Feb 5, 2011

Cursed or blessed by the fog in Mardin?

In the 1990s, Mardin used to make to headlines with fighting in its surrounding regions between the army and PKK, often with dead soldiers and evacuated villages. Since then, however, it has seen a big revival. Nowadays it makes to news with its biannual, fashion shows of Rifat Özbek and renovation work in order to be declared a UNESCO world heritage site. There is even an exhibition of Abidin Dino the famous Turkish painter, all of which were unthinkable even ten years ago. Thus, tourism to Mardin and surrounding places like Midyat and Dara have exploded.

The fog in the old town in Mardin.
◆ ◆ ◆ ◆ ◆
> LIST OF TASKS
1. According to the post about Mardin, which famous Turkish painter has an exhibition there?
2. Pick up the post about Mardin after its last line and keep writing it.

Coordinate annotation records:
◆ ◆ ◆ ◆ ◆
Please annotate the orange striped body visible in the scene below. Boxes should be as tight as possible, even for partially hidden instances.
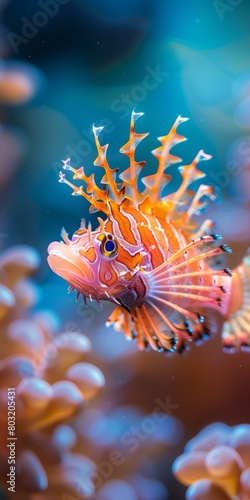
[48,112,250,351]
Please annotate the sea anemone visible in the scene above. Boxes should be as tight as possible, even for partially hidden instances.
[0,246,104,500]
[173,423,250,500]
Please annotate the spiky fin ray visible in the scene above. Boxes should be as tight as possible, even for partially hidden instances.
[142,116,188,204]
[59,158,109,215]
[119,110,148,206]
[92,125,121,203]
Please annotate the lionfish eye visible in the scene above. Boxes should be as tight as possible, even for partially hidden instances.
[100,234,117,257]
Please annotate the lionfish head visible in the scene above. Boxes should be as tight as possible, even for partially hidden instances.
[48,218,145,302]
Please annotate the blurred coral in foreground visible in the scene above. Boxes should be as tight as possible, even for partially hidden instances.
[0,246,104,500]
[173,423,250,500]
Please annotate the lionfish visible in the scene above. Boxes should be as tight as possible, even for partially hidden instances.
[48,111,250,352]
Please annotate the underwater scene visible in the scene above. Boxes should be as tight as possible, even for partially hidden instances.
[0,0,250,500]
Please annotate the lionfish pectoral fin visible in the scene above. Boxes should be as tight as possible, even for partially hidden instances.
[222,248,250,352]
[106,306,136,340]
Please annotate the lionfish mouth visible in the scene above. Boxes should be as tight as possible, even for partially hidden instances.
[48,241,94,292]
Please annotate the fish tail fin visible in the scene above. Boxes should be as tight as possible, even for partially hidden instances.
[222,248,250,352]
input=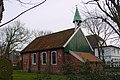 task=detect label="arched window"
[42,52,47,65]
[32,53,36,64]
[51,51,57,65]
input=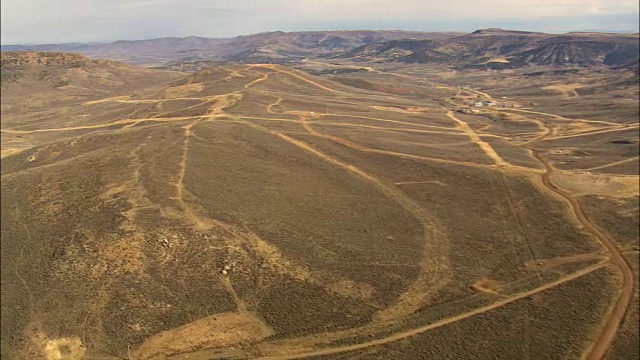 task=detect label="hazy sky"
[0,0,639,44]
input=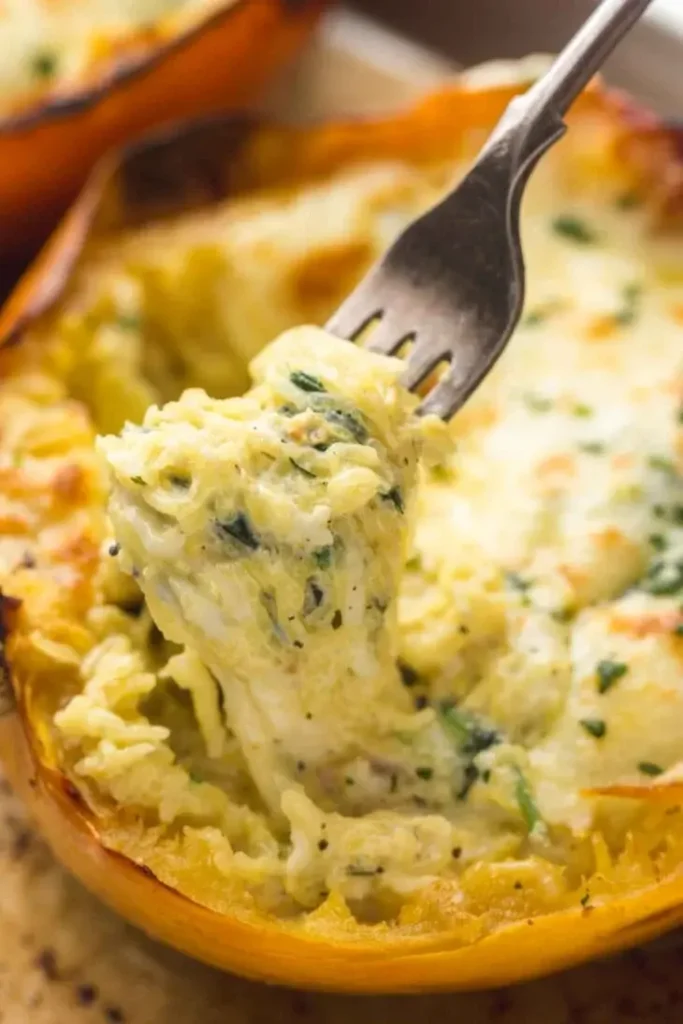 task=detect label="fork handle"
[525,0,652,117]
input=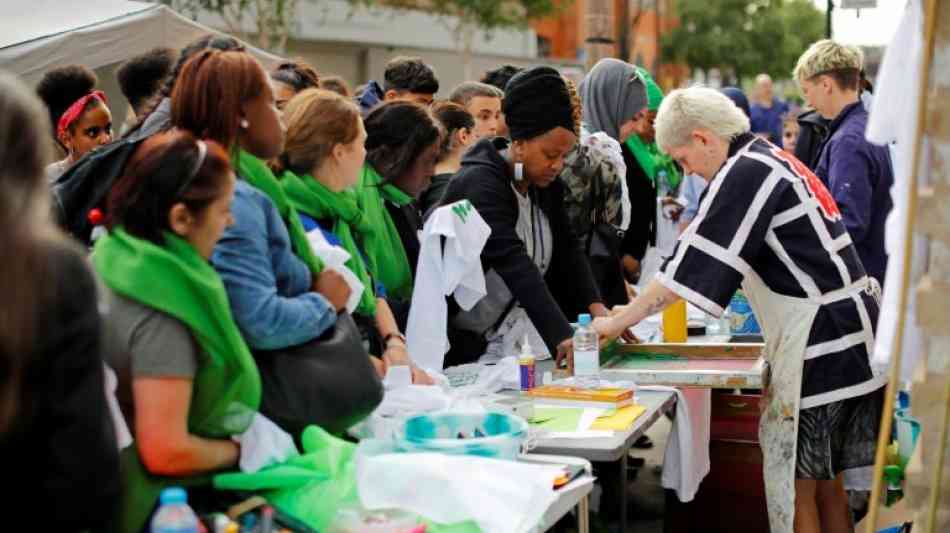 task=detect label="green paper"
[531,406,584,431]
[214,426,480,533]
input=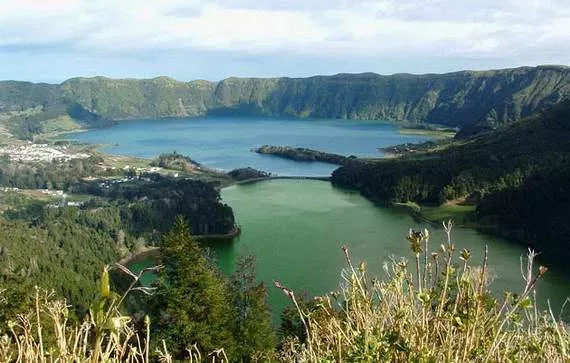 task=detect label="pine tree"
[152,218,236,359]
[232,255,275,361]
◆ ◆ ◆ ◆ ◆
> ANSWERS FOR THE EXERCISE
1. Abidin Dino

2.
Mardin is located in South Eastern Turkey in Mesopotamia, the land between two rivers (Euphrates and Tigris) and at the cross road of cultures. The old town is dominated by the castle on top and the centuries old houses that are fine examples of masonry in the region. The houses have an amazing view towards the Syrian plane right on the footsteps of the city. In the summer, their rooftops are dominated with bed frames. People put mattresses on them and sleep under stars. While the stone masonry is owed to Assyrians and Armenian masters, in terms of architectural gems in the town the Artuquid period must be also mentioned fine examples of which dominate the town. Unlike many parts of Anatolia, Mardin was introduced to the Turkish-Ottoman culture in the 16th century. But Mardin’s greatest lure is its multi culturalism as evident from places of worship in all sorts of faith.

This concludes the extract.